# DATA FOR THIS EXERCISE:
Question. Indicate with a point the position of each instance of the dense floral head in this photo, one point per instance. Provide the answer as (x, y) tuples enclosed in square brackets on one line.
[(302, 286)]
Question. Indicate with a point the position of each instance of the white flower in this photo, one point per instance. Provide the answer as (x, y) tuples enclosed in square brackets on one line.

--

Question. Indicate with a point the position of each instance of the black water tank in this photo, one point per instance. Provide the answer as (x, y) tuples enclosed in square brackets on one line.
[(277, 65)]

---

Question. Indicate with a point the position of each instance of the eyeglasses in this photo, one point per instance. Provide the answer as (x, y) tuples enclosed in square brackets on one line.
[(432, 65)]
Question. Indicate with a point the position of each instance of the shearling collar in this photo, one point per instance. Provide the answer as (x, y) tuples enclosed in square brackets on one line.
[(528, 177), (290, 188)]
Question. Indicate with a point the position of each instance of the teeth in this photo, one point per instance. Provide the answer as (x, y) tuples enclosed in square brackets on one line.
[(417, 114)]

# WHAT YOU WILL DO:
From the records above, reproduce exactly the lines from the one with "of the dense" to the one with "of the white", both included, and no others.

# EXPECTED ANSWER:
Question. Indicate with a point the position of each instance of the dense floral head in this photo, one point per instance. Provide the answer as (x, y) tuples enclosed in square brackets on one line.
[(302, 286)]
Question. Indicate with a point the position of each instance of the white flower in this photo, one point per instance. Provide the answer as (x, y) tuples enclosed in square brackets on one line.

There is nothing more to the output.